:: Task requirements ::
Return each line of the material verbatim.

:: Data to examine ::
═══

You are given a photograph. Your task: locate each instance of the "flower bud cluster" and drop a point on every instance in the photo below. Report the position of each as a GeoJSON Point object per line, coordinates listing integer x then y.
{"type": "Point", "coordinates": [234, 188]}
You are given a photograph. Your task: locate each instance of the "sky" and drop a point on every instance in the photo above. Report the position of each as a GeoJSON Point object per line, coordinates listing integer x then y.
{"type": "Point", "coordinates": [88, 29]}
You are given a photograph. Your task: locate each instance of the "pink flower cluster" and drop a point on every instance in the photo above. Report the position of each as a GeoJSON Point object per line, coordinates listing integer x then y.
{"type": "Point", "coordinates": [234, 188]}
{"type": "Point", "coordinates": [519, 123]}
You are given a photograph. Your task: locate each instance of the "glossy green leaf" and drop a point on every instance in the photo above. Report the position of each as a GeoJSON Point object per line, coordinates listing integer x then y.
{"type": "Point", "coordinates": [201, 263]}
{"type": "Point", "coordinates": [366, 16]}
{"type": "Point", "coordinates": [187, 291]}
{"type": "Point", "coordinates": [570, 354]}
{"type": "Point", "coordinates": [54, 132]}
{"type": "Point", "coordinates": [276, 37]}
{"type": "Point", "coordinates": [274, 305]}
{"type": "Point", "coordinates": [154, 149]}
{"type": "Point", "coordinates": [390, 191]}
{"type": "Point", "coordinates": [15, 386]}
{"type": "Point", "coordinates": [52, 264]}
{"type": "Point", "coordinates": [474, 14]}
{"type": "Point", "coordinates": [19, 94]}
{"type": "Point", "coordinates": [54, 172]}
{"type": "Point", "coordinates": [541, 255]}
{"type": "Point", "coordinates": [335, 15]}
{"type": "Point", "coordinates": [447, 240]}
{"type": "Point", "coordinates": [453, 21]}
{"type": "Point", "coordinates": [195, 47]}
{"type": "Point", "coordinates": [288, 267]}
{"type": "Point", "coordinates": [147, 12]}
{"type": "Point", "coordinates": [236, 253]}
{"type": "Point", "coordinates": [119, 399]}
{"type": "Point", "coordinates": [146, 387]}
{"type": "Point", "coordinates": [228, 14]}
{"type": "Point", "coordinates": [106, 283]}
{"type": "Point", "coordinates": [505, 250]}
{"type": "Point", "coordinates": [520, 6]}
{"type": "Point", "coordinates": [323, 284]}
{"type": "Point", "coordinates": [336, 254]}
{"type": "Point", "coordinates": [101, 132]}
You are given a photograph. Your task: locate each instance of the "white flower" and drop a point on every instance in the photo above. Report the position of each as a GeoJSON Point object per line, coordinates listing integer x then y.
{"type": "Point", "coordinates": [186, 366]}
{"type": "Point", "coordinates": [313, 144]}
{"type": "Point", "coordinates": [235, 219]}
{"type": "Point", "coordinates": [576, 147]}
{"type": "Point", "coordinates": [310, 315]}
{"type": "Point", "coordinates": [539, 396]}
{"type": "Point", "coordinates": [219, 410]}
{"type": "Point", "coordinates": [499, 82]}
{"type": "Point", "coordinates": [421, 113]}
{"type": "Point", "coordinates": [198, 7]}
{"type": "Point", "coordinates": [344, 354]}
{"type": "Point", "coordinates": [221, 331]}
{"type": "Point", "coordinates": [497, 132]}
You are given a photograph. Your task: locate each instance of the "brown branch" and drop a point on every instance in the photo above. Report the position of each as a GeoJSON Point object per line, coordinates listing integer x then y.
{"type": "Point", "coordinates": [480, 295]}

═══

:: Finished task ::
You are given a photograph. Your task: locate each instance of the "flower bud cluster" and drop a point on every instance in the photo below. Report the position of each as a GeoJSON Point object per line, coordinates listing integer x then y.
{"type": "Point", "coordinates": [234, 188]}
You are given a photograph. Your task: locate each instance of the "sky" and drop a point on every instance in the photo above. Report the position of each as a GeoJSON Point object per line, coordinates listing integer x then y.
{"type": "Point", "coordinates": [88, 29]}
You are given a photograph. Your task: locate each instance of the "pink flower cluster" and drop a point on every instance in the photo above. Report the position of each as a GeoJSON Point object per line, coordinates listing integer x then y.
{"type": "Point", "coordinates": [234, 188]}
{"type": "Point", "coordinates": [519, 123]}
You are given a photograph. Your task: locate each instance of the "glossy green leaf" and drop a point on every instance in the photo above. Report the position of each as a GeoJSON Point object per line, coordinates listing integer x then y.
{"type": "Point", "coordinates": [201, 263]}
{"type": "Point", "coordinates": [366, 16]}
{"type": "Point", "coordinates": [187, 291]}
{"type": "Point", "coordinates": [570, 354]}
{"type": "Point", "coordinates": [54, 132]}
{"type": "Point", "coordinates": [276, 37]}
{"type": "Point", "coordinates": [274, 305]}
{"type": "Point", "coordinates": [154, 149]}
{"type": "Point", "coordinates": [390, 191]}
{"type": "Point", "coordinates": [15, 386]}
{"type": "Point", "coordinates": [52, 264]}
{"type": "Point", "coordinates": [474, 14]}
{"type": "Point", "coordinates": [19, 94]}
{"type": "Point", "coordinates": [54, 172]}
{"type": "Point", "coordinates": [541, 255]}
{"type": "Point", "coordinates": [335, 15]}
{"type": "Point", "coordinates": [447, 240]}
{"type": "Point", "coordinates": [453, 21]}
{"type": "Point", "coordinates": [195, 47]}
{"type": "Point", "coordinates": [288, 267]}
{"type": "Point", "coordinates": [147, 12]}
{"type": "Point", "coordinates": [236, 253]}
{"type": "Point", "coordinates": [119, 399]}
{"type": "Point", "coordinates": [146, 387]}
{"type": "Point", "coordinates": [228, 14]}
{"type": "Point", "coordinates": [106, 283]}
{"type": "Point", "coordinates": [505, 250]}
{"type": "Point", "coordinates": [520, 6]}
{"type": "Point", "coordinates": [323, 284]}
{"type": "Point", "coordinates": [336, 254]}
{"type": "Point", "coordinates": [101, 132]}
You are given a photograph. Your task: locate each instance of the "white flower" and drop a point on every instance in the photo above. Report the position of each as a GeoJSON Point object per line, coordinates listing integer x then y.
{"type": "Point", "coordinates": [186, 366]}
{"type": "Point", "coordinates": [313, 144]}
{"type": "Point", "coordinates": [235, 219]}
{"type": "Point", "coordinates": [576, 147]}
{"type": "Point", "coordinates": [310, 315]}
{"type": "Point", "coordinates": [539, 396]}
{"type": "Point", "coordinates": [219, 410]}
{"type": "Point", "coordinates": [499, 82]}
{"type": "Point", "coordinates": [421, 113]}
{"type": "Point", "coordinates": [198, 7]}
{"type": "Point", "coordinates": [344, 354]}
{"type": "Point", "coordinates": [221, 331]}
{"type": "Point", "coordinates": [497, 132]}
You are given a photograph. Your task: locate each instance of the "brown branch" and drop a point on every instance in the photo above. Report the position of each as a GeoJSON Point object per line, coordinates listing integer x then y.
{"type": "Point", "coordinates": [480, 295]}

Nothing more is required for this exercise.